- QUOTED PASSAGE -
------------

Edward Luciano was already 11 hours deep into his shift as a subway motorman for the Brooklyn Rapid Transit Company (BRT) when he agreed to an appealing offer: a $20 bonus and a raise to take one more route, a rush hour train to Brighton Beach. The decision would cost at least 93 people — perhaps as many as 102 — their lives.

For in one fateful moment, at 6:42 p.m. on November 1, 1918, running the route from Park Row to Coney Island, Luciano’s train barreled along at 30 miles an hour along a six-mile-an-hour curve. This sent his train off the rails as it entered a tunnel overpass by Malbone Street, crashing into the concrete partition. It was not only the deadliest train accident in the history of the New York City subway, but one of the worst railway disasters ever in America.

As is often the case, this devastating and severe accident was made possible by a constellation of misfortunes and mishaps. The day of the accident — the first of the month of November — corresponded with the start of the strike of the Brotherhood of Locomotive Engineers. The strike followed Brooklyn Rapid Transit company’s ousting of 29 employees who began organizing. The day before, New York City mayor John Francis Hylan, himself a former BRT employee (he was fired for operating his train recklessly) and labor sympathizer, told the transit company that all motormen on elevated and subway lines voted for a strike effective at 5 a.m.

In the days of private ownership of New York City transportation, strikes were not uncommon. The trains still ran the next day, and nonunion company employees scrambled to fill positions. One such worker was a train dispatcher, 23-year-old Edward Luciano, who went by the name of Anthony Lewis to dodge anti-Italian prejudice. He was in less than ideal condition for a long day; he was weak after recently recovering from the Spanish flu, and only a few days prior his infant daughter perished from the epidemic.

------------

- EXTRACTED RECORDS -

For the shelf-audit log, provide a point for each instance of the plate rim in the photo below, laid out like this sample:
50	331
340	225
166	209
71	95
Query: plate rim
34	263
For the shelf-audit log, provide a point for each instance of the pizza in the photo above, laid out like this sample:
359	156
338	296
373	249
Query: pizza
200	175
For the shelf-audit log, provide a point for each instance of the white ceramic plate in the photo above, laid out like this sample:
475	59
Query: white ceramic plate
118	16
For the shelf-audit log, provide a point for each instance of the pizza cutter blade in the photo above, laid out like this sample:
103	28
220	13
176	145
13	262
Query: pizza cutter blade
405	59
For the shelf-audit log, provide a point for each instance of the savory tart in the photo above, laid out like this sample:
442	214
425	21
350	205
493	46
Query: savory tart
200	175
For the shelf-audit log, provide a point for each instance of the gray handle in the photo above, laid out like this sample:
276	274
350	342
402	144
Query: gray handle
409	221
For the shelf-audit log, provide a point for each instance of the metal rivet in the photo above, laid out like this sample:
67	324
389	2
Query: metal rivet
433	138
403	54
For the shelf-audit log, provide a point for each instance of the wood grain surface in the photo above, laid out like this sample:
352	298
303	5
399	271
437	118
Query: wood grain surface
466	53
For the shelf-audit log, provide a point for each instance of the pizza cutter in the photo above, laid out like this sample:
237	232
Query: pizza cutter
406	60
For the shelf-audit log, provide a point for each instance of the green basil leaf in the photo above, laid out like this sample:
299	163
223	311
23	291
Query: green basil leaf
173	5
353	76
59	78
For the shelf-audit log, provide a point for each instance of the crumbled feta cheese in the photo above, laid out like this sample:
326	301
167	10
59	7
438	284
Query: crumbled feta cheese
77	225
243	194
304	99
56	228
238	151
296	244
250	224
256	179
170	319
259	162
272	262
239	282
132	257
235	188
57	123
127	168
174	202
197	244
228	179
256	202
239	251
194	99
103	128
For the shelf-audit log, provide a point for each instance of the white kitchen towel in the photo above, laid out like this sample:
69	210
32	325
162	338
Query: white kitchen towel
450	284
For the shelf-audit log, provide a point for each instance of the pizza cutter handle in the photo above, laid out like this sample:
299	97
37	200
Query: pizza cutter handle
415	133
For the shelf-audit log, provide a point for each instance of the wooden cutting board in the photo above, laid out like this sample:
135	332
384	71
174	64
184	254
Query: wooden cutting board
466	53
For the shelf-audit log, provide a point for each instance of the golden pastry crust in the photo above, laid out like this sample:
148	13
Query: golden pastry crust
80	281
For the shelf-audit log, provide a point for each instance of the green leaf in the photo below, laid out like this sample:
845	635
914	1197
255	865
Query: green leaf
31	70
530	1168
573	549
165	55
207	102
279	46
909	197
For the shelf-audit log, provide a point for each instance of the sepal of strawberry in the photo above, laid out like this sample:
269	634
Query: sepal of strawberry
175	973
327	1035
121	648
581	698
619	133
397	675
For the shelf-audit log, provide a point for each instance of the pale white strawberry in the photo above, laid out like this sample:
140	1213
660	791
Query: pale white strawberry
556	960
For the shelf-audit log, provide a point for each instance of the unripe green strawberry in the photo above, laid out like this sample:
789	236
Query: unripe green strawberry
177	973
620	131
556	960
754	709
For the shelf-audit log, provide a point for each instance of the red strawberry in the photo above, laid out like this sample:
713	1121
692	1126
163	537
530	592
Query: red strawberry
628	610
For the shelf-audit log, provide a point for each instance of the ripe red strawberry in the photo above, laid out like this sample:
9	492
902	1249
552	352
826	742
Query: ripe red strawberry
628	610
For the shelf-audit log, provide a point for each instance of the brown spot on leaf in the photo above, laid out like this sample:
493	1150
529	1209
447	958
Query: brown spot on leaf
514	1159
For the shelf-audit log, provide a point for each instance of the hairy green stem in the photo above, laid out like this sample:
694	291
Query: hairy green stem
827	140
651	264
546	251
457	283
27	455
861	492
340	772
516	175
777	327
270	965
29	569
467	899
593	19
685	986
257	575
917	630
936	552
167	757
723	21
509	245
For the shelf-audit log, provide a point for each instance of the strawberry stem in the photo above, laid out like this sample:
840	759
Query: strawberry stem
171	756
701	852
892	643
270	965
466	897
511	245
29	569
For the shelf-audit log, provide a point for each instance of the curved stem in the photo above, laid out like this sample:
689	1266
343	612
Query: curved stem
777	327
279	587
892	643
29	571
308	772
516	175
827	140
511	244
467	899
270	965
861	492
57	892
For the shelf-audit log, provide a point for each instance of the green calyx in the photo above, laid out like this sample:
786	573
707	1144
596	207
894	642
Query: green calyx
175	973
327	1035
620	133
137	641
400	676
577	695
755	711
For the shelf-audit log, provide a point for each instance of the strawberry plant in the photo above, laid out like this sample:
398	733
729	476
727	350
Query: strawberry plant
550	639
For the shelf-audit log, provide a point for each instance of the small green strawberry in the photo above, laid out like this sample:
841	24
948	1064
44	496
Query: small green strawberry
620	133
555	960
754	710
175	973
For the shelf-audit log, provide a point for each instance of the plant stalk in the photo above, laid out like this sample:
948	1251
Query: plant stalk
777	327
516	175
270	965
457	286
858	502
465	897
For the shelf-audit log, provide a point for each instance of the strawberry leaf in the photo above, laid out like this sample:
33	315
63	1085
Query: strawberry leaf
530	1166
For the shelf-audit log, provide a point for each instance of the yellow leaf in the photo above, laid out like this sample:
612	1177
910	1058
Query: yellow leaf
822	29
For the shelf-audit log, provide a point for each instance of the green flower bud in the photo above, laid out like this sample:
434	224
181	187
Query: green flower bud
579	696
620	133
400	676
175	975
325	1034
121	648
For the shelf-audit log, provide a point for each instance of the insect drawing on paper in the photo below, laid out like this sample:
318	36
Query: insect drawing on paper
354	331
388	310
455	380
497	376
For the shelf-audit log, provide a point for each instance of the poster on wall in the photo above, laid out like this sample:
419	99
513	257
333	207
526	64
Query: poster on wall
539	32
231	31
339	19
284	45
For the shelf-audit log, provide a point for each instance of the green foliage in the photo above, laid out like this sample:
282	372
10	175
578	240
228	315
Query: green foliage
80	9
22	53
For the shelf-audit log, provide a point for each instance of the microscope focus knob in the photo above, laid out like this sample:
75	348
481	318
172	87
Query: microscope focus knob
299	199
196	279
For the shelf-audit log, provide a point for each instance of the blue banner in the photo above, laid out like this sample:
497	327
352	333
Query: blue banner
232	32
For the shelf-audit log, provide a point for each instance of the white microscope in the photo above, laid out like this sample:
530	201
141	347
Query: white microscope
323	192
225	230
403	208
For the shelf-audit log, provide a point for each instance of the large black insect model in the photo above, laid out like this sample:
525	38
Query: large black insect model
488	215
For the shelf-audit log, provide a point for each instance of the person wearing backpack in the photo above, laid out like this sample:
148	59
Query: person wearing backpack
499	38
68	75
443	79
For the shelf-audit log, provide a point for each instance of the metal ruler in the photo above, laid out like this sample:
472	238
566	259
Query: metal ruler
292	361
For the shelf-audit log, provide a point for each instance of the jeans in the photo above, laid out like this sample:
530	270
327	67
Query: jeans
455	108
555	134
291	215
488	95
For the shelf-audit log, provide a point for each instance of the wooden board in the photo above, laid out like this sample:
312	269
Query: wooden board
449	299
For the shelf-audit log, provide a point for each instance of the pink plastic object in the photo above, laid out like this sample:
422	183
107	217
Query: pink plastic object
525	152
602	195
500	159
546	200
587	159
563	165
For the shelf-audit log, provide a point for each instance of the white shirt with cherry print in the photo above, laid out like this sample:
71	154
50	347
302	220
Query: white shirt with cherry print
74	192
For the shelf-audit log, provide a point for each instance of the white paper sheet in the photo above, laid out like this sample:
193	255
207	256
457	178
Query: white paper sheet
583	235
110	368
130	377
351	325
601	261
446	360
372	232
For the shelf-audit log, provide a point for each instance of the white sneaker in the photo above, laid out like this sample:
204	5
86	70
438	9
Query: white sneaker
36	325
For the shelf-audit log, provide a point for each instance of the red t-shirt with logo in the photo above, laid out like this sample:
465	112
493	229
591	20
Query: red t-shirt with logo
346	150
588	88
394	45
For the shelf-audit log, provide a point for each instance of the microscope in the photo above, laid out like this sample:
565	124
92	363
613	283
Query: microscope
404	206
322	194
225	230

------------

- PROMPT -
Please repeat the part of the Malbone Street subway crash text that opens with the words "Edward Luciano was" and closes with "ever in America.", swapping "motorman" for "train operator".

- EXERCISE SOLUTION -
Edward Luciano was already 11 hours deep into his shift as a subway train operator for the Brooklyn Rapid Transit Company (BRT) when he agreed to an appealing offer: a $20 bonus and a raise to take one more route, a rush hour train to Brighton Beach. The decision would cost at least 93 people — perhaps as many as 102 — their lives.

For in one fateful moment, at 6:42 p.m. on November 1, 1918, running the route from Park Row to Coney Island, Luciano’s train barreled along at 30 miles an hour along a six-mile-an-hour curve. This sent his train off the rails as it entered a tunnel overpass by Malbone Street, crashing into the concrete partition. It was not only the deadliest train accident in the history of the New York City subway, but one of the worst railway disasters ever in America.